:: ページ ::

Riche Amateur

「文学は、他の芸術と同様、人生がそれだけでは十分でないことの告白である」 ――フェルナンド・ペソア         

どうして僕はこんなところに

 今月頭に読んだ『ウッツ男爵』があまりにおもしろかったので、もっとほかのも読んでみたいと思い手に取ったブルース・チャトウィンの作品集。2012年刊行だというのに残念ながらすでに絶版になってしまっているが、まだ在庫している書店を見つけられたので、ほとんど無理やり取り寄せた。

どうして僕はこんなところに (角川文庫)

どうして僕はこんなところに (角川文庫)

 

ブルース・チャトウィン(池央耿・神保睦訳)『どうして僕はこんなところに』角川文庫、2012年。


 これはチャトウィンが最晩年に自ら選んだ作品集で、文庫本で500ページもある。紀行文に気楽なエッセイのようなもの、さらには学術論文のごとき知性の洪水のような文章も収められており、読んでいてけっして飽きることがない。かなりの時間をかけて、じつにゆっくりと読んだのだが、ページを開くたびにチャトウィンの語る物事――歴史や芸術運動、作家やその作品、はたまた文化人類学的な考察――への関心が高まり、何度も中断し、その関心を満たしてくれるであろう本にむさぼりつきたい衝動に駆られた。なぜ中断せずに読み終えることを選んだのか、読み終えたいまになってみると信じられないほどである。それはきっとチャトウィンの文章が持つある種の気安さ、親密さの為せる業だったのだろう。

「大佐は手を振って伍長を下がらせると、憂鬱そうに私を眺めた。完璧にプレスされた落下傘部隊の制服に身を包み、帽子には赤い星をつけている。襟の折り返しにも赤い星が見えた。首の後ろには脂肪のかたまりが揺れている。分厚い唇は両端が垂れ下がっている。なぜか、悲しげなカバに見える。大佐が悲しげなカバに見えるなどと思ってはいけない、と自分に言い聞かせた。何があろうとも、私が大佐のことを悲しげなカバに見えると思っていることを、気取られてはならない」(「クーデター――物語」より、32ページ)

:::
:: データ一覧 ::

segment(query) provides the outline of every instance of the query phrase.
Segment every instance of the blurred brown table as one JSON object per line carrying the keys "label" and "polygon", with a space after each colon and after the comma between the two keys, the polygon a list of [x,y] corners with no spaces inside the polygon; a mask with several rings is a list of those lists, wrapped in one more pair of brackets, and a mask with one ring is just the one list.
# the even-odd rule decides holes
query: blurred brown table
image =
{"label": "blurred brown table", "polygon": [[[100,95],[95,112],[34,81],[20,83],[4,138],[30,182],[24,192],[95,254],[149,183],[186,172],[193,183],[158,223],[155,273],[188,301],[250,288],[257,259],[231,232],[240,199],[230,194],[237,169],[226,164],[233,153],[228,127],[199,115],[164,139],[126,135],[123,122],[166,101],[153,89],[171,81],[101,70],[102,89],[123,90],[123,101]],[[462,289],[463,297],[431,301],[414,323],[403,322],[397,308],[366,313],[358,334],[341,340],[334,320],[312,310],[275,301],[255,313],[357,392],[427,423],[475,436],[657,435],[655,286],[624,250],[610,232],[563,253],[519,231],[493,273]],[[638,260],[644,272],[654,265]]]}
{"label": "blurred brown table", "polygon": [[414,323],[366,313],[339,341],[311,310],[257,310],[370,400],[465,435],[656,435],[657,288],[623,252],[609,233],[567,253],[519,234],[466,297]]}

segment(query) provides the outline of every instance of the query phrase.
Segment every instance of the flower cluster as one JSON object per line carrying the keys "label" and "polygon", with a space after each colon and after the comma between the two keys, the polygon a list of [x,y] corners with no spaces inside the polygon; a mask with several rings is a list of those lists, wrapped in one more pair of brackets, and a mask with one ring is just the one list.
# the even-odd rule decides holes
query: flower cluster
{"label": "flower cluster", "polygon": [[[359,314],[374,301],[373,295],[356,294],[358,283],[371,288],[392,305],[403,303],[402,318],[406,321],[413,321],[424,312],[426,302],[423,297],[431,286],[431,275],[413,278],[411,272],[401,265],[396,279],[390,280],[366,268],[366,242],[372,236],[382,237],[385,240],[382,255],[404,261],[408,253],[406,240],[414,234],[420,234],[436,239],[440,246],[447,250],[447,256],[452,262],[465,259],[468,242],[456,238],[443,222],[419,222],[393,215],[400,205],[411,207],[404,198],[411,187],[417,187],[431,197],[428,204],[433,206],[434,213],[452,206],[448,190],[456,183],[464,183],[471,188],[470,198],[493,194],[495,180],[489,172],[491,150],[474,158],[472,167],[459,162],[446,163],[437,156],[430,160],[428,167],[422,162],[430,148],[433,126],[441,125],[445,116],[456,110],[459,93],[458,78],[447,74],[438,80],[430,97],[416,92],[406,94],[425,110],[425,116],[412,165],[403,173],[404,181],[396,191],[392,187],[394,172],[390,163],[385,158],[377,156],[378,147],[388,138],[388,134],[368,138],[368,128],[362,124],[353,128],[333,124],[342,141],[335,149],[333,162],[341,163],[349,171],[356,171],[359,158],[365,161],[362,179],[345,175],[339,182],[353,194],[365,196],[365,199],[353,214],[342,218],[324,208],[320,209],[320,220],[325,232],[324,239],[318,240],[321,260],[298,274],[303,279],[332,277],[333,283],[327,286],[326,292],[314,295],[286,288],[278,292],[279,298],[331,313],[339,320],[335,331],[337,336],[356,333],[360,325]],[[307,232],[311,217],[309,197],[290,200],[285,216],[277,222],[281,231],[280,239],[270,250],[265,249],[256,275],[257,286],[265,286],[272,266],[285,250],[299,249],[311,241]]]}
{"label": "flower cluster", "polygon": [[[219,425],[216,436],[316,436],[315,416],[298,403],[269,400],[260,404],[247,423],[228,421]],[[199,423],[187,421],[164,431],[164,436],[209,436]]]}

:::

* **課題要件**:
1. チャトウィンの作品集を扱った上の書評で、書き手がこの作品集を手に取ったのはなぜか。書評に書かれている理由を一、二文で説明せよ。
2. 上の書評について、次の問いに答えよ。
(a) 『どうして僕はこんなところに』が刊行されたのは何年か。
(b) この作品集は文庫本で何ページあるとされているか。
(c) 書評の最後の引用は、どの作品の何ページから取られているか。
3. チャトウィンの作品集を扱った上の書評を、最後の引用のあとから書き継げ。

* **解答**:
1. 今月頭に読んだ『ウッツ男爵』があまりにおもしろかったので、チャトウィンのほかの作品も読んでみたいと思ったからである。

2.
(a) 2012年。
(b) 500ページ。
(c) 「クーデター――物語」の32ページ。

3.
「アマゾネスと話していた伍長が戻ってきて、私たちにも下着一枚になれと命じた。まさしく、ルールなどどこにもありはしない。私は躊躇した。下着をつけていたか、確信がなかった。だが、腰に銃口をつきつけられては、下着をつけていようがいまいがズボンを脱がねばならぬと観念した。脱いでみると、私はブルックスブラザーズのピンクと白のボクサー・ショーツをはいていた」(「クーデター――物語」より、38~39ページ)

 先日紹介した『ウッツ男爵』ではチャトウィンは美術鑑定に通じた小説家だったが、じつは彼は稀代の旅行家として知られる人物だ。文字通りどこへでも行き、信じられないほど危ない目に何度も遭っている。1989年に48歳の若さで病死したため、夭逝の天才として語られることが多いが、正直もっと早く殺されていたとしてもまったくおかしくないような死地を、何度も乗り越えてきているのだ。時には軽率と呼ばれても仕方がないほどの、凡百な頭では計り知れない行動力をこの作家は持っている。

「違う。これは私のアフリカではない。こんなに雨ばかりで、果物が腐るアフリカなど、私のアフリカではない。血と殺戮のアフリカも違う。私の愛したアフリカは、北のゆるやかにうねるサバンナの大地だ。枝を広げたアカシアが見渡す限りに続く、まだら模様の大地。黒白入り交じったサイチョウがいて、高く赤いシロアリ塚がある。そのアフリカへ戻るたびに、そう、ラクダのキャラバンを目にし、白いテントや陽炎に遠く浮かぶ青いターバンが一つでも見えれば、ペルシア人が何といおうとこの世の天国とは庭園などではなく、棘だらけの白い木の広がる荒れ地だと確信した」(「クーデター――物語」より、42ページ)

「「この男は何者だ?」
 「イギリスから来た私の友人です」ジャックが答えた。
 「名前は?」
 「ブルース」
 「それじゃブルース、君は何座だ?」
 「牡牛座です」
 「牡牛座? 牡牛座だって?」
 「ええ、五月十三日生まれですから」
 「君は嘘つきだ」
 「本当に五月十三日生まれですよ」
 「この男を見ろ」
 黒のスウェットシャツを着たボディガードが、上腕を曲げて見せた。
 「彼こそ牡牛座だ。あんたはどうだ、てんでひ弱じゃないか!」
 胸の大きな女の子がきて会話が打ち切られたときには、私は心からほっとした」(「ライマン・ファミリー――物語」より、64~65ページ)

 章が変われば舞台も変わり、この一冊を読み終えたときには、ガーナにもロシアにも中国にも足を踏み入れたような気分になっていた。さきほども書いたとおり、おもしろいのは章が変わるたびにまるで異なることが話題になる点だ。たとえば、ロシアの美術蒐集家ゲオルギー・コスタキについて語られる章での、抽象芸術の隆盛と衰退の歴史はとくに興味深い。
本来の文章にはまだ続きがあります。